Your objective:
For every entry that follows, return the words exactly and omit any picture.

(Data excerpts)

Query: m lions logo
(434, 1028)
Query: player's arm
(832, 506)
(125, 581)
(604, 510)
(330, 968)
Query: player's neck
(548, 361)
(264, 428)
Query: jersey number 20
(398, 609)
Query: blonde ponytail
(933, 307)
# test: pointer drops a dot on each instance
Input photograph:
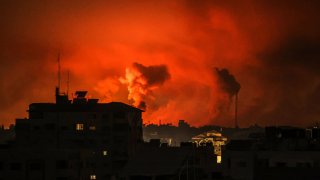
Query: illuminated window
(218, 159)
(105, 153)
(79, 127)
(92, 128)
(93, 176)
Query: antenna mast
(68, 82)
(59, 72)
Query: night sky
(182, 59)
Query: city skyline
(175, 59)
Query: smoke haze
(172, 48)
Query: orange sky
(272, 49)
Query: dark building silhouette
(284, 153)
(72, 139)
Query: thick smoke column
(227, 82)
(141, 80)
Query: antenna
(68, 82)
(236, 112)
(59, 72)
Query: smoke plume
(227, 82)
(141, 80)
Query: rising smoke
(142, 80)
(227, 82)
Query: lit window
(79, 127)
(93, 176)
(105, 153)
(218, 159)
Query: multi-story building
(72, 139)
(285, 153)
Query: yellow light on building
(218, 159)
(93, 176)
(79, 126)
(105, 153)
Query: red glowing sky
(272, 48)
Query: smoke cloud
(141, 80)
(227, 82)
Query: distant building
(213, 138)
(165, 163)
(72, 139)
(285, 153)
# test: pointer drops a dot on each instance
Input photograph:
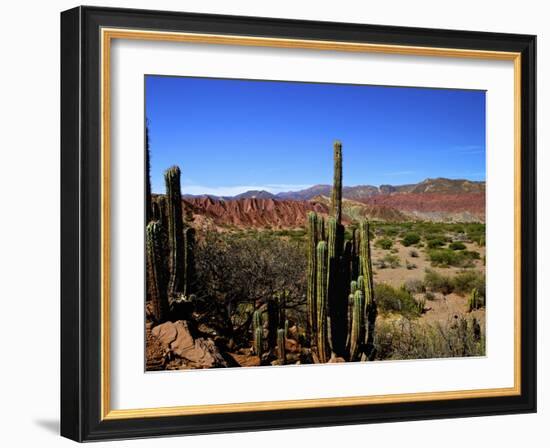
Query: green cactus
(353, 287)
(189, 261)
(366, 263)
(313, 224)
(475, 301)
(258, 341)
(272, 323)
(281, 349)
(361, 283)
(357, 335)
(321, 229)
(340, 295)
(148, 200)
(156, 280)
(321, 289)
(176, 244)
(336, 200)
(258, 332)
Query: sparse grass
(438, 282)
(409, 339)
(464, 282)
(384, 243)
(392, 261)
(457, 245)
(448, 257)
(396, 300)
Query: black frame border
(81, 223)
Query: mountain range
(438, 200)
(361, 192)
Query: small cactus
(156, 280)
(175, 231)
(357, 325)
(322, 261)
(475, 301)
(281, 349)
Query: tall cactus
(321, 289)
(311, 274)
(189, 261)
(340, 294)
(272, 323)
(258, 333)
(357, 335)
(366, 262)
(336, 202)
(148, 200)
(281, 349)
(156, 280)
(175, 231)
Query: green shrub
(434, 243)
(410, 238)
(392, 261)
(412, 339)
(457, 245)
(464, 282)
(414, 286)
(429, 295)
(438, 282)
(384, 243)
(395, 300)
(471, 254)
(447, 257)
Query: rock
(176, 337)
(336, 359)
(292, 346)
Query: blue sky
(229, 136)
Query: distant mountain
(255, 194)
(361, 192)
(307, 194)
(438, 200)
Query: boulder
(177, 338)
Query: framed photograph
(274, 223)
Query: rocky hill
(440, 200)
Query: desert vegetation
(334, 288)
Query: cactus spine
(475, 301)
(258, 333)
(357, 325)
(175, 231)
(189, 261)
(343, 314)
(281, 350)
(148, 200)
(156, 281)
(311, 274)
(321, 289)
(336, 202)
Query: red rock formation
(254, 212)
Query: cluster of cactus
(156, 279)
(475, 300)
(258, 332)
(340, 293)
(168, 237)
(277, 327)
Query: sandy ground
(442, 308)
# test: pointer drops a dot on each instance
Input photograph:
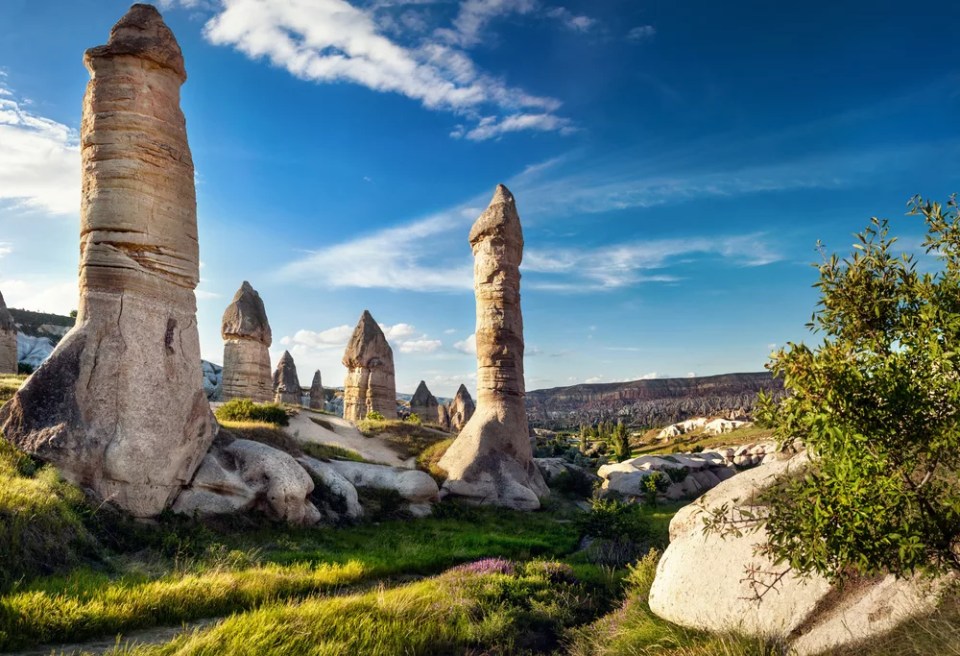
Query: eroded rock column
(424, 404)
(491, 461)
(119, 406)
(286, 382)
(246, 340)
(317, 400)
(8, 341)
(370, 385)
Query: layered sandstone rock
(8, 341)
(370, 385)
(286, 383)
(491, 461)
(424, 404)
(317, 401)
(461, 409)
(246, 340)
(119, 406)
(443, 417)
(709, 580)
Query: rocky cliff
(647, 403)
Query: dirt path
(340, 432)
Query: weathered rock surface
(286, 383)
(656, 402)
(317, 396)
(8, 341)
(246, 340)
(443, 417)
(119, 407)
(370, 385)
(491, 461)
(245, 475)
(424, 404)
(347, 503)
(413, 485)
(702, 581)
(461, 409)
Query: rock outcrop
(424, 404)
(370, 385)
(246, 340)
(286, 382)
(491, 461)
(703, 581)
(443, 417)
(119, 406)
(242, 475)
(8, 341)
(317, 398)
(461, 409)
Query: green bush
(247, 410)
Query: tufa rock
(703, 580)
(119, 406)
(317, 401)
(443, 417)
(424, 404)
(370, 385)
(286, 383)
(491, 461)
(8, 341)
(246, 339)
(461, 409)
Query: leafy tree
(877, 405)
(620, 441)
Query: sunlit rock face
(491, 461)
(370, 385)
(286, 382)
(8, 341)
(119, 406)
(246, 340)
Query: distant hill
(648, 403)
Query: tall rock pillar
(8, 341)
(491, 461)
(119, 406)
(370, 385)
(246, 340)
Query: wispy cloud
(641, 33)
(624, 265)
(474, 15)
(39, 159)
(336, 41)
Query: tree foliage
(877, 404)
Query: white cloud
(39, 160)
(571, 20)
(474, 15)
(41, 294)
(334, 41)
(467, 345)
(403, 337)
(641, 33)
(622, 265)
(491, 127)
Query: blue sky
(674, 164)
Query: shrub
(247, 410)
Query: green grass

Exercise response:
Query: m lions logo
(434, 1028)
Query: player's arm
(832, 506)
(125, 581)
(604, 510)
(330, 968)
Query: player's neck
(548, 361)
(264, 428)
Query: jersey number 20
(398, 609)
Query: blonde ponytail
(933, 307)
# test: pointer drops a dot on each instance
Input photograph:
Query: illuminated window
(218, 159)
(105, 153)
(79, 127)
(92, 128)
(93, 176)
Query: antenna mast
(68, 82)
(59, 72)
Query: night sky
(182, 59)
Query: city skyline
(175, 59)
Query: smoke haze
(172, 48)
Query: orange sky
(272, 49)
Query: dark building silhouette
(284, 153)
(72, 139)
Query: thick smoke column
(227, 82)
(141, 80)
Query: antenna
(68, 82)
(236, 112)
(59, 72)
Query: smoke plume
(227, 82)
(141, 80)
Query: rising smoke
(142, 80)
(227, 82)
Query: lit window
(79, 127)
(93, 176)
(105, 153)
(218, 159)
Query: multi-story building
(72, 139)
(285, 153)
Query: yellow light on building
(218, 159)
(93, 176)
(79, 126)
(105, 153)
Query: red glowing sky
(272, 48)
Query: smoke cloud
(141, 80)
(227, 82)
Query: distant building
(213, 138)
(165, 163)
(72, 139)
(285, 153)
# test: pointer drops a dot on each instance
Input photograph:
Query: green cactus
(353, 287)
(189, 261)
(366, 263)
(313, 224)
(475, 301)
(258, 341)
(272, 323)
(281, 349)
(361, 283)
(357, 335)
(321, 229)
(340, 295)
(148, 200)
(156, 280)
(321, 289)
(176, 244)
(336, 200)
(258, 332)
Query: sparse grass
(438, 282)
(409, 339)
(464, 282)
(384, 243)
(392, 261)
(457, 245)
(448, 257)
(396, 300)
Query: black frame border
(81, 223)
Query: mountain range
(438, 200)
(361, 192)
Query: small cactus
(156, 280)
(175, 231)
(357, 325)
(322, 261)
(475, 301)
(281, 349)
Query: tall cactus
(321, 289)
(311, 274)
(189, 261)
(340, 294)
(272, 323)
(258, 333)
(357, 335)
(366, 262)
(336, 202)
(148, 200)
(281, 349)
(156, 280)
(175, 231)
Query: green shrub
(434, 243)
(410, 238)
(392, 261)
(412, 339)
(457, 245)
(464, 282)
(414, 286)
(429, 295)
(438, 282)
(384, 243)
(395, 300)
(471, 254)
(447, 257)
Query: rock
(176, 337)
(336, 359)
(292, 346)
Query: blue sky
(229, 136)
Query: distant mountain
(255, 194)
(361, 192)
(307, 194)
(438, 200)
Query: boulder
(177, 338)
Query: framed photograph
(274, 223)
Query: rocky hill
(440, 200)
Query: desert vegetation
(334, 288)
Query: cactus spine
(475, 301)
(258, 333)
(357, 325)
(175, 231)
(189, 261)
(343, 314)
(281, 350)
(148, 200)
(156, 281)
(311, 274)
(321, 289)
(336, 202)
Query: red rock formation
(254, 212)
Query: cluster of cactus
(156, 279)
(475, 300)
(258, 332)
(340, 293)
(168, 237)
(277, 327)
Query: sandy ground
(442, 308)
# test: pointer drops a dot on each instance
Input photograph:
Query: eroded rock column
(424, 404)
(491, 461)
(119, 406)
(286, 382)
(246, 340)
(317, 400)
(8, 341)
(370, 385)
Query: layered sandstone rock
(8, 341)
(370, 385)
(286, 383)
(491, 461)
(424, 404)
(317, 401)
(461, 409)
(246, 340)
(119, 406)
(443, 417)
(709, 580)
Query: rocky cliff
(647, 403)
Query: dirt path
(340, 432)
Query: weathered rock surface
(286, 383)
(656, 402)
(317, 396)
(8, 341)
(246, 340)
(443, 417)
(119, 407)
(370, 385)
(491, 461)
(245, 475)
(424, 404)
(347, 503)
(413, 485)
(702, 581)
(461, 409)
Query: rock outcrop
(424, 404)
(370, 385)
(246, 340)
(286, 382)
(491, 461)
(703, 581)
(443, 417)
(119, 406)
(242, 475)
(8, 341)
(317, 398)
(461, 409)
Query: green bush
(247, 410)
Query: tufa rock
(703, 580)
(119, 406)
(317, 401)
(443, 417)
(424, 404)
(370, 385)
(286, 383)
(491, 461)
(8, 341)
(246, 339)
(461, 409)
Query: leafy tree
(877, 405)
(620, 441)
Query: sunlit rock face
(491, 461)
(370, 385)
(286, 382)
(8, 341)
(119, 406)
(246, 340)
Query: distant hill
(648, 403)
Query: tall rock pillar
(8, 341)
(491, 461)
(119, 406)
(370, 385)
(246, 340)
Query: wispy cloud
(641, 33)
(624, 265)
(474, 15)
(39, 159)
(336, 41)
Query: tree foliage
(877, 404)
Query: white cloud
(39, 160)
(571, 20)
(474, 15)
(41, 294)
(334, 41)
(467, 345)
(403, 337)
(641, 33)
(622, 265)
(491, 127)
Query: blue sky
(674, 164)
Query: shrub
(247, 410)
Query: green grass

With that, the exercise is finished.